According to the technique disclosed in Jpn. Pat. Appln. KOKAI Publication No. 62-166310, however, when the image obtained by the monitor optical system is to be observed outside the optical image obtained by the microscope optical system, since the field stop of the microscope interferes with the observation, the monitor image is vignetted or the field stop of the microscope must be removed. Assume that the field stop of the microscope is removed. In this case, when only the microscopic image is to be observed, since no field stop is placed in the area where the monitor image is to be projected, even an image outside the image circle formed by the microscope optical system can be seen. For this reason, the operator must always observe even a peripheral image with poor image quality, and hence suffers from unnecessary fatigue as the image quality deteriorates. According to the technique disclosed in Jpn. Pat. Appln. KOKAI Publication No. 62-166310, part of the visual field of the microscope is shielded by the reflecting member placed near the imaging plane of the microscope. For this reason, when this shielded portion is to be observed, the overall microscope must be moved to move the observation point out of the shielded portion of the visual field of the microscope. The movement of the overall microscope interrupts a surgical operation and reduces the operation efficiency. In addition, in this reference, the positional relationship between the imaging plane of the microscope and the reflecting member is not clarified. When, therefore, the center of the reflecting member is positioned on the imaging plane of the microscope as shown in the drawing, the upper and lower portions of the reflecting member are separated from the imaging plane of the microscope to cause defocusing. As a result, the boundary between the visual field of the microscope and the image (the image obtained by the second observation means and put in the visual field of the microscope by the reflecting member) cannot be clearly discriminated.

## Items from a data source
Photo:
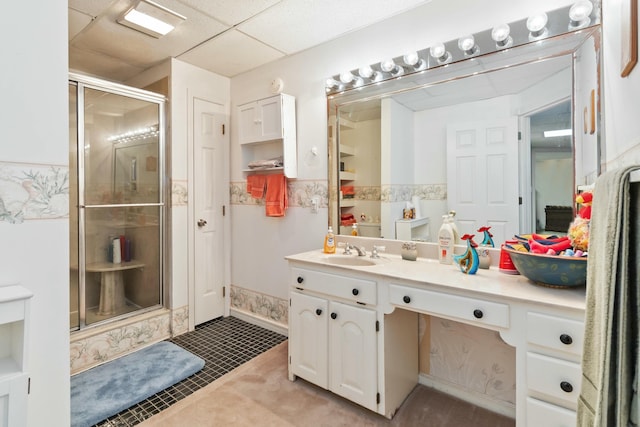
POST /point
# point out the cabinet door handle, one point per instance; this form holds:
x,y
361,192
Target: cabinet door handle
x,y
566,339
566,386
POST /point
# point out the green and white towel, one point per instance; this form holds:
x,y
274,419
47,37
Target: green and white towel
x,y
610,358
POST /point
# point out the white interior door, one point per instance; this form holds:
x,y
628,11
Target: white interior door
x,y
482,176
209,186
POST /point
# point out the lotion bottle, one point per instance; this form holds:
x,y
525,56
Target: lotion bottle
x,y
445,241
330,242
454,227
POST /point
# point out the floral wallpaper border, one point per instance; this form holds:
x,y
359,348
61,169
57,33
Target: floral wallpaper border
x,y
302,192
33,191
299,192
87,351
260,305
404,193
179,320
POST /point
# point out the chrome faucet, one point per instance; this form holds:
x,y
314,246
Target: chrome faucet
x,y
361,251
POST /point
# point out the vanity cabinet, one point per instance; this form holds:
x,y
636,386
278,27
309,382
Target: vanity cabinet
x,y
553,374
544,325
333,342
14,379
267,129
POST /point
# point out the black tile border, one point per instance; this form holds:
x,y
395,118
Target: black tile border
x,y
224,343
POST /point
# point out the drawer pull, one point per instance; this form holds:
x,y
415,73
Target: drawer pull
x,y
566,339
566,386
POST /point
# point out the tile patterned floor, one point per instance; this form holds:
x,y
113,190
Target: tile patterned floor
x,y
224,343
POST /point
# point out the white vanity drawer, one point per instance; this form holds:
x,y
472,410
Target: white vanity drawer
x,y
555,378
438,303
350,288
545,414
555,332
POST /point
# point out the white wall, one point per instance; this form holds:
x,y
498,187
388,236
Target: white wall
x,y
34,132
622,127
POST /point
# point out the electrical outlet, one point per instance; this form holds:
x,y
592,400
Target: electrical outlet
x,y
315,204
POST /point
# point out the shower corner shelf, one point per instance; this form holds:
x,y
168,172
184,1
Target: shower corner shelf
x,y
14,379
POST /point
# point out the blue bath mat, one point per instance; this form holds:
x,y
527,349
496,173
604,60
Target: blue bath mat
x,y
107,389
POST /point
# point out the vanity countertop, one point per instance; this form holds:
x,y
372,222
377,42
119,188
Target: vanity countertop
x,y
489,282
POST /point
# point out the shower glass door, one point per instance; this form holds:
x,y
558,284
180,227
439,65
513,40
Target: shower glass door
x,y
119,202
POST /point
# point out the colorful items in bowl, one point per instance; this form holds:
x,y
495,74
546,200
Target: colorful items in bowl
x,y
550,270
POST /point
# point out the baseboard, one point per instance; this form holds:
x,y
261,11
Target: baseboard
x,y
259,321
503,408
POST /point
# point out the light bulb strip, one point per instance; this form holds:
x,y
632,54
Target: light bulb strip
x,y
517,34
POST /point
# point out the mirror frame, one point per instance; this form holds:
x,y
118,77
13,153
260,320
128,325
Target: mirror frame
x,y
560,42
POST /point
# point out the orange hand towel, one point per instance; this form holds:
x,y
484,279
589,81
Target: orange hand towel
x,y
255,185
276,201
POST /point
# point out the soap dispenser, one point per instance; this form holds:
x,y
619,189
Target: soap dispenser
x,y
330,242
445,241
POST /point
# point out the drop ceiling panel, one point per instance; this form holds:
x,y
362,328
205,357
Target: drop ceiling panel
x,y
104,35
77,21
295,25
220,54
101,65
230,12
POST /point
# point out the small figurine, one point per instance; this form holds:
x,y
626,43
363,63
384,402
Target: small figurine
x,y
468,261
585,199
487,238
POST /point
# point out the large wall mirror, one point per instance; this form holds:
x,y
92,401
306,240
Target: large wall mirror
x,y
472,136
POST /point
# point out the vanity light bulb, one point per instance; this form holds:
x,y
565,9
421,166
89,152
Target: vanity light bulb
x,y
365,72
579,14
437,50
346,77
387,65
537,23
411,58
467,44
500,32
501,35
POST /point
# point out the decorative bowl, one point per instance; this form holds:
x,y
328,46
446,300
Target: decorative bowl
x,y
550,270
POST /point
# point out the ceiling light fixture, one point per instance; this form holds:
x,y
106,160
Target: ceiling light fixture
x,y
151,18
555,133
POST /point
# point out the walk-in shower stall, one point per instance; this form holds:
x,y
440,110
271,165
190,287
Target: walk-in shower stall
x,y
116,153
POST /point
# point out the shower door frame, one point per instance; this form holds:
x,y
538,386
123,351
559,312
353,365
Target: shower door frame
x,y
82,82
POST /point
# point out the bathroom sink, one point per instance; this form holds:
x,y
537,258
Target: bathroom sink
x,y
352,260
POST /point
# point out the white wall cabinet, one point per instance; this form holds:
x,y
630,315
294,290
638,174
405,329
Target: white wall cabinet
x,y
14,379
267,129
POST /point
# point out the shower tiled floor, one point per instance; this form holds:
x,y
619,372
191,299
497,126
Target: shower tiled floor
x,y
224,344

## Problem description
How would you continue the text on the microscope monitor image, starting after its last sentence? The rows are separate material and have no connection to the text.

## Exercise answer
According to the technique disclosed in Jpn. Pat. Appln. KOKAI Publication No. 3-105305, since a microscopic image and an endoscopic image are superimposed on each other within the same visual field (the microscopic image and the endoscopic image are coupled to each other by the half mirror), each image cannot be observed in detail unless one of the image light beams is shielded. It is therefore difficult to simultaneously observe a microscopic image and an endoscopic image within the visual field of the microscope while orientating the endoscope. In addition, since the endoscopic image is always superimposed on the entire microscopic image, the operator cannot concentrate on operation under the microscope.
Furthermore, as disclosed in Jpn. Pat. Appln. KOKAI Publication No. 8-140991, according to the technique of guiding the microscope optical path and the endoscope optical path to the eyepiece lens in a parallel state, since the endoscope optical path is positioned outside the microscope optical path and cannot be inserted/withdrawn into/from the microscope body, no field stop is formed at a portion corresponding to the endoscope optical path even if endoscopic observation is not required. For this reason, as in the technique disclosed in Jpn. Pat. Appln. KOKAI Publication No. 62-166310, an image outside the image circle of the microscope optical system can be seen.
When an endoscopic image is to be observed, it is required that a monitor image be observed while the image is enlarged to the maximum size to be easily seen. In this case, however, since the microscopic image inevitably decreases in size, this technique is not so practical.